GOAL OF THE EXERCISE :: Output all the data exactly. Pictures do not belong in the copy.

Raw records
****************************************
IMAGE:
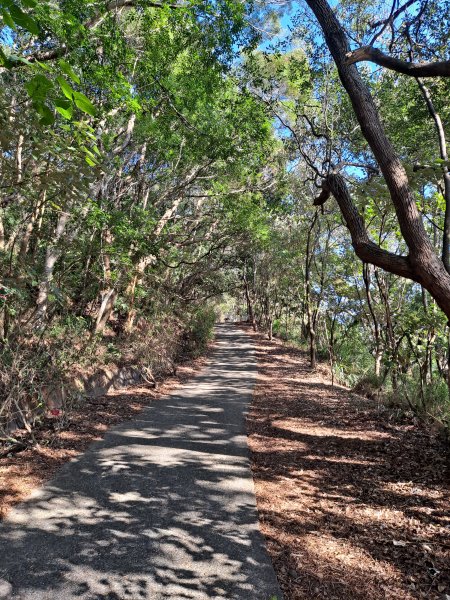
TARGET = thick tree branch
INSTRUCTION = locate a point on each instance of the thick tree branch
(364, 247)
(429, 69)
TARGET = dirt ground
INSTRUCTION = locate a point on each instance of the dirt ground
(58, 440)
(353, 499)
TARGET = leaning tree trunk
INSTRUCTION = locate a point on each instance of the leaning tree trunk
(422, 264)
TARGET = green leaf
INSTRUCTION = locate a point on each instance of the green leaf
(64, 107)
(67, 69)
(47, 116)
(23, 19)
(90, 162)
(84, 104)
(38, 87)
(67, 90)
(7, 19)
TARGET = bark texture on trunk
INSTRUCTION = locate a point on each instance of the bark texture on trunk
(428, 69)
(422, 264)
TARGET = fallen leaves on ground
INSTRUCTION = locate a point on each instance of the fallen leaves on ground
(353, 500)
(57, 441)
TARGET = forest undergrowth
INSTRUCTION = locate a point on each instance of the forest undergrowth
(29, 458)
(352, 495)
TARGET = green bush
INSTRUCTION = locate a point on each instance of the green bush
(199, 331)
(369, 385)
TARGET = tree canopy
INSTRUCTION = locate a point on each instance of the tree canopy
****************************************
THE OUTPUT ::
IMAGE:
TARGET = thick tree branch
INSTRUCTION = locate a point on each instance of the thick tree branch
(364, 247)
(429, 69)
TARGET = dirt ground
INSTRUCTION = locate a point on each instance of the dirt ground
(58, 440)
(353, 499)
TARGET = leaning tree trunk
INSTRUCTION = locate a point on each instance of the leaning tree trunk
(422, 264)
TARGET = green leaf
INSTRUCTION = locate a point on each instance of the green leaf
(64, 107)
(67, 69)
(47, 116)
(23, 19)
(90, 162)
(84, 104)
(38, 87)
(67, 90)
(7, 19)
TARGET = bark texture on trunk
INSTRUCTION = locate a point on each instance of the bark texture on trunk
(428, 69)
(422, 264)
TARGET = fallen leaves on ground
INSTRUCTION = locate a point on each instance of the fallen leaves on ground
(353, 500)
(57, 441)
TARGET = forest undergrowth
INSTRUCTION = locate a point on each instance of the forest undergrowth
(29, 458)
(352, 495)
TARGET = green bush
INSTRUCTION = locate a point on each instance of the green bush
(199, 331)
(369, 385)
TARGET = tree canopy
INSTRUCTION = locate a point on each instance of the tree canopy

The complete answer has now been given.